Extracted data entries
= = =

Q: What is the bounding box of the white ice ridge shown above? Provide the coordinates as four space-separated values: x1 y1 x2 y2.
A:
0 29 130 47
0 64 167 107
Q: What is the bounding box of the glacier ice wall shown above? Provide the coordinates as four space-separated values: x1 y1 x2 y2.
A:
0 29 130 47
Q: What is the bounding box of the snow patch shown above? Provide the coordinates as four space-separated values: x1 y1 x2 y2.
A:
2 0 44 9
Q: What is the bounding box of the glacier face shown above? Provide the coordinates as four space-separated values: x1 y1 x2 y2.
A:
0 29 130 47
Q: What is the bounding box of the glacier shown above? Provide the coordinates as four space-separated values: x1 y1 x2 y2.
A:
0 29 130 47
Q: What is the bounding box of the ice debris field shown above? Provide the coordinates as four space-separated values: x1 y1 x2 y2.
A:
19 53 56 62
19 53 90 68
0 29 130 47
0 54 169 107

= = =

Each entry above has to be transcribed exactly as it appears.

■ SOLUTION TO THIS TASK:
Q: What is the bounding box of the white ice ridge shown above? Provide the coordinates as four space-separated values: x1 y1 x2 y2.
A:
0 29 130 47
0 64 167 107
Q: What is the bounding box of the glacier ice wall shown above? Provide the coordinates as four space-separated values: x1 y1 x2 y2.
A:
0 29 130 47
Q: What is the bounding box of the snow patch shown above? Provide the coordinates as four space-separated values: x1 y1 x2 y2.
A:
2 0 44 9
Q: What is the bounding box of the glacier face shown above? Provide the coordinates as four space-separated values: x1 y1 x2 y2.
A:
0 29 130 47
Q: What is the bounding box of the glacier shown above? Provide the coordinates as four space-separated values: x1 y1 x2 y2.
A:
0 29 130 47
Q: What is the bounding box of the ice debris field shown above? Provide the coordinates as four space-separated values: x1 y1 x2 y2.
A:
19 53 56 62
19 53 90 68
0 29 130 47
0 54 169 107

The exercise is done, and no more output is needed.